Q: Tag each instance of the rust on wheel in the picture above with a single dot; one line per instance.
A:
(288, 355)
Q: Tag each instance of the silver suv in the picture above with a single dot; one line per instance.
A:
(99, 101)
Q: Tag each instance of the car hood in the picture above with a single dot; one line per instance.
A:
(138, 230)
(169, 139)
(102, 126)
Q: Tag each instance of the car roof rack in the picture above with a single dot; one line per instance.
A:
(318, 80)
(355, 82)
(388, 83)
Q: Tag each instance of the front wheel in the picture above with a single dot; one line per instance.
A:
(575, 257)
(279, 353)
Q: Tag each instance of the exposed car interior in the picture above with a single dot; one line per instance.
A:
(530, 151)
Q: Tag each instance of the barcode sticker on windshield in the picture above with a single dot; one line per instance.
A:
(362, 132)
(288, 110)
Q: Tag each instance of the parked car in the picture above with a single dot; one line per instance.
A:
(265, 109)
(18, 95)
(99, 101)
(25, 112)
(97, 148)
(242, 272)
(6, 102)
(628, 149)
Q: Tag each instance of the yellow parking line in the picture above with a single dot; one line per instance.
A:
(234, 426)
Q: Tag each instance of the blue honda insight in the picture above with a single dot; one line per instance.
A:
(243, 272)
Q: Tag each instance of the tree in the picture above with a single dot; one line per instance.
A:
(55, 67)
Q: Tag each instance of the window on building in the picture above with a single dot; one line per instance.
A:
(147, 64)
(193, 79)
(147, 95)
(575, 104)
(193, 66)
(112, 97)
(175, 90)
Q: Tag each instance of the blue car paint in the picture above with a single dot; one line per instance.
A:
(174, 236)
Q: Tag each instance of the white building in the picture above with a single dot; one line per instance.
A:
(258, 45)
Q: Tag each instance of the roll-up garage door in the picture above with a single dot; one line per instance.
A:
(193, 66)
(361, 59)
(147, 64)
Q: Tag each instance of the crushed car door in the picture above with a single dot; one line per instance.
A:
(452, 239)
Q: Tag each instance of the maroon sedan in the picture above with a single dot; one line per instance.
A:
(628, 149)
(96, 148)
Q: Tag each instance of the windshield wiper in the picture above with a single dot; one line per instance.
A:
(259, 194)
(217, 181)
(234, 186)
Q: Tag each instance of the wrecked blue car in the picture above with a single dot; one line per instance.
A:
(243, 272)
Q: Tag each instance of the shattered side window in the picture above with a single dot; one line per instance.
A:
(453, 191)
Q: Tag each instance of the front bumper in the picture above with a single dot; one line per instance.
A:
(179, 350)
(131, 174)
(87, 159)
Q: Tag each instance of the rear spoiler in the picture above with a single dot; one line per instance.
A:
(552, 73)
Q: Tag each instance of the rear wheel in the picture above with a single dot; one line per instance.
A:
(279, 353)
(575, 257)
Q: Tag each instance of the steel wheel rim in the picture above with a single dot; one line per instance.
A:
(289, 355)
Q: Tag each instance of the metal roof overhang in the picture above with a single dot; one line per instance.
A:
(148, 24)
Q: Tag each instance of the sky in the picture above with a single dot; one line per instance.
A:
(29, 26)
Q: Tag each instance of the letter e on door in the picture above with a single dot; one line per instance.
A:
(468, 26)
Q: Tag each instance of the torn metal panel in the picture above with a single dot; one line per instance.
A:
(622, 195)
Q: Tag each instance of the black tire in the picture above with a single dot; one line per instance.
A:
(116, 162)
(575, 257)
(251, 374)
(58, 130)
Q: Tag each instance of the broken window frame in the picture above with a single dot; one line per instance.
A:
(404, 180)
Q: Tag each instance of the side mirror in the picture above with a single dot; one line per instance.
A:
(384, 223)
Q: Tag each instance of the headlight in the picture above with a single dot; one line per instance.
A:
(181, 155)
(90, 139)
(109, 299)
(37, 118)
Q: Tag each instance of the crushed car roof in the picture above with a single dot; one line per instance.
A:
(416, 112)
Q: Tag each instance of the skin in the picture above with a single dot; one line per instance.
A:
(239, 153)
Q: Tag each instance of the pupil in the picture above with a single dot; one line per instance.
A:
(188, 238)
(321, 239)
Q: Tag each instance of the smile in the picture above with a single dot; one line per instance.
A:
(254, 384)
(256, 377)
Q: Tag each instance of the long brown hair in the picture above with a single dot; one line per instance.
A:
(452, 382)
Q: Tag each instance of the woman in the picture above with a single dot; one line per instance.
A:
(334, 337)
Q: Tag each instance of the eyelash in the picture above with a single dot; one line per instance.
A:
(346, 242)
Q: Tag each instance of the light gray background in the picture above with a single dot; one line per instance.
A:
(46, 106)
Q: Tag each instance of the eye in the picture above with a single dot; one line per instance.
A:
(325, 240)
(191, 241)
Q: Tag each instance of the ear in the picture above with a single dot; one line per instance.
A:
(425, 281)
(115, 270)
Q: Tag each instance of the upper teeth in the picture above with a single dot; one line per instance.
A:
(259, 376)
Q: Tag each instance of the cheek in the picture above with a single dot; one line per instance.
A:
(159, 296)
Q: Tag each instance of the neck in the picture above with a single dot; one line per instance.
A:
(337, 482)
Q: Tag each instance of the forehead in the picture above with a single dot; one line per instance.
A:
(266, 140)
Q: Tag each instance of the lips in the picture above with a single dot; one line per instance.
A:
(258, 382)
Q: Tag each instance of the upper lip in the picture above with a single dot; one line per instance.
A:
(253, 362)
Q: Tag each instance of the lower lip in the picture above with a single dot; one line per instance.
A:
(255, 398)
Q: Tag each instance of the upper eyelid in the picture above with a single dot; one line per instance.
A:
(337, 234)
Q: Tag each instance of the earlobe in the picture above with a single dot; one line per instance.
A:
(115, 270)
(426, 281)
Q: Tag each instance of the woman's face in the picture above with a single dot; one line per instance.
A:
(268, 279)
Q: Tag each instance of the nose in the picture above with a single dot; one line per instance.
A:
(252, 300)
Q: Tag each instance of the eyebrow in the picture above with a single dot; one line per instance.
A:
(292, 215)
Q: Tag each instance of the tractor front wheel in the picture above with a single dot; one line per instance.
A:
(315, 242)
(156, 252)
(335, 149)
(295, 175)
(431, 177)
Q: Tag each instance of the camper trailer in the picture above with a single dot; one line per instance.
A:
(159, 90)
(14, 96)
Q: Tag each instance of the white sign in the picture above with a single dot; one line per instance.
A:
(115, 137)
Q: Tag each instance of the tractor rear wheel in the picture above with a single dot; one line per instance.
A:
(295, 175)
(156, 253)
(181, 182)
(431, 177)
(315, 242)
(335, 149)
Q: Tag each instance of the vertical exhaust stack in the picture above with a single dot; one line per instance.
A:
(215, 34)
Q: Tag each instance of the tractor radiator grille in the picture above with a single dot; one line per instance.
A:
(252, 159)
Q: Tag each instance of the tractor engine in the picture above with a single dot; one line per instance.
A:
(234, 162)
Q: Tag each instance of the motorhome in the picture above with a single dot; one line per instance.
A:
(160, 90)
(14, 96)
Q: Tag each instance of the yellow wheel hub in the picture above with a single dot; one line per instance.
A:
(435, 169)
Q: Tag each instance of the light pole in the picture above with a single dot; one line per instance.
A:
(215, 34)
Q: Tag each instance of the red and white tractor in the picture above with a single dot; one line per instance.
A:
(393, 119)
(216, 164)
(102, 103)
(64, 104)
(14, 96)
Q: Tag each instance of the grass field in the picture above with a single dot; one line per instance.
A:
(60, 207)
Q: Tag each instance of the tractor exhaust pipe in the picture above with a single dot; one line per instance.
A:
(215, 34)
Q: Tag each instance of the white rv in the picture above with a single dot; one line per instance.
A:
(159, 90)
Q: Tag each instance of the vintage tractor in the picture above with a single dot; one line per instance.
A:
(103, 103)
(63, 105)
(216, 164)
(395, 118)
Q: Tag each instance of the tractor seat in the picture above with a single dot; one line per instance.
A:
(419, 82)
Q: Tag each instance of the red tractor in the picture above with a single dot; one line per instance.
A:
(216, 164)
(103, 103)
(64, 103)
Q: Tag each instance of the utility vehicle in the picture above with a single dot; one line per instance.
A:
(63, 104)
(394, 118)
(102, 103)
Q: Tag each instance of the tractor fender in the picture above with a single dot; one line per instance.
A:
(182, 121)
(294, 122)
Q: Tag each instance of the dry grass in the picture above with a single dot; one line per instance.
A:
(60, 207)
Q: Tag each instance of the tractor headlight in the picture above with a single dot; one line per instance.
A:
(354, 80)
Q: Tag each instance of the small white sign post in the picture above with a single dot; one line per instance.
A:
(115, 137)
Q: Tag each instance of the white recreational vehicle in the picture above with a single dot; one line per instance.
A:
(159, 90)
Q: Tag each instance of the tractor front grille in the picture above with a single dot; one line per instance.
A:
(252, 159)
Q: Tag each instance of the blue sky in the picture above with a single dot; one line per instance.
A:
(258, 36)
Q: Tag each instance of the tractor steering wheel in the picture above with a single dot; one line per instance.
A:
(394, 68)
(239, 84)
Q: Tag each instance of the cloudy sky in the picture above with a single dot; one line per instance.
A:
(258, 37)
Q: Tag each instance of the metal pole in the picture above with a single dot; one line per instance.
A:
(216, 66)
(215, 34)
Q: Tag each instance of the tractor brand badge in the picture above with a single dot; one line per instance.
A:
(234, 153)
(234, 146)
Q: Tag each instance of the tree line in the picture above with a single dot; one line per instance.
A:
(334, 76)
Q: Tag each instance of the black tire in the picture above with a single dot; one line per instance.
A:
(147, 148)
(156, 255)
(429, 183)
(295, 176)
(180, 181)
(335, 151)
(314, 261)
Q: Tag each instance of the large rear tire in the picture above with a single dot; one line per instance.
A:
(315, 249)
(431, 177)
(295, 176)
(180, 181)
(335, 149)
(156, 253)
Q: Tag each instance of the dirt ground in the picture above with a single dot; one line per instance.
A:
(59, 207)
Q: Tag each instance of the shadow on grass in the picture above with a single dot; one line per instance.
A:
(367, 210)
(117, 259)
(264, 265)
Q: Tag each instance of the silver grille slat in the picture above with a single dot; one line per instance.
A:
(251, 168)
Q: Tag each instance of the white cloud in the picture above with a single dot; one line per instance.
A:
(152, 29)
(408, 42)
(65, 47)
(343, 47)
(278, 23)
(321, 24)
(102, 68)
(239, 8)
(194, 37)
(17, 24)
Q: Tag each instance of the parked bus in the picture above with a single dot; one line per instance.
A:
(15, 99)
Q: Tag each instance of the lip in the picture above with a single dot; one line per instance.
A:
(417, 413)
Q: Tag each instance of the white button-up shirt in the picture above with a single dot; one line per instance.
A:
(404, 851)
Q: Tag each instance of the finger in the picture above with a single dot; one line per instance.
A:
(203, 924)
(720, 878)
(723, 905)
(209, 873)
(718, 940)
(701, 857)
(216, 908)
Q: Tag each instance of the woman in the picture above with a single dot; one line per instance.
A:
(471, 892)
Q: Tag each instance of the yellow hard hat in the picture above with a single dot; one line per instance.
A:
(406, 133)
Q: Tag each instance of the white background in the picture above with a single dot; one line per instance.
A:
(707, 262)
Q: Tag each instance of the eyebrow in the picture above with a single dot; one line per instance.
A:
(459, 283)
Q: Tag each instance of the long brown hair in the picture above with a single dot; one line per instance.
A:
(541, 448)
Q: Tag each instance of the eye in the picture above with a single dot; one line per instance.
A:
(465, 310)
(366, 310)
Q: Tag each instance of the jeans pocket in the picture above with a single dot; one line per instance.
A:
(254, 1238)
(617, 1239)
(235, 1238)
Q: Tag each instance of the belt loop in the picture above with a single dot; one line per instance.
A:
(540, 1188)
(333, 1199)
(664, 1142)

_Work instructions_
Word for word, retype the lines from the one containing "Q: Tag each instance of the yellow hard" through the final line of the data, including both ends and nothing more.

_Exercise output_
Q: Tag each instance of the yellow hard hat in the picture above with a single dot; one line per instance.
A:
(406, 133)
Q: Tag each instance of the white background in the picture above with a single dot; one line per instance.
A:
(707, 262)
Q: Tag each instance of the eyebrow in the picture above with a single dot; one line per instance.
A:
(459, 283)
Q: Tag each instance of the long brown hair in the picture above with a single dot; one line per instance.
A:
(541, 448)
Q: Tag each instance of the eye in the picture above with a single dot; one line per instance.
A:
(465, 310)
(366, 310)
Q: Tag each instance of the jeans pocket in the picture above with a single dot; one line per instance.
A:
(254, 1238)
(617, 1239)
(235, 1238)
Q: Tag each instance of the belt loop in the picture above with a single dot; one line per instance.
A:
(540, 1188)
(333, 1199)
(664, 1142)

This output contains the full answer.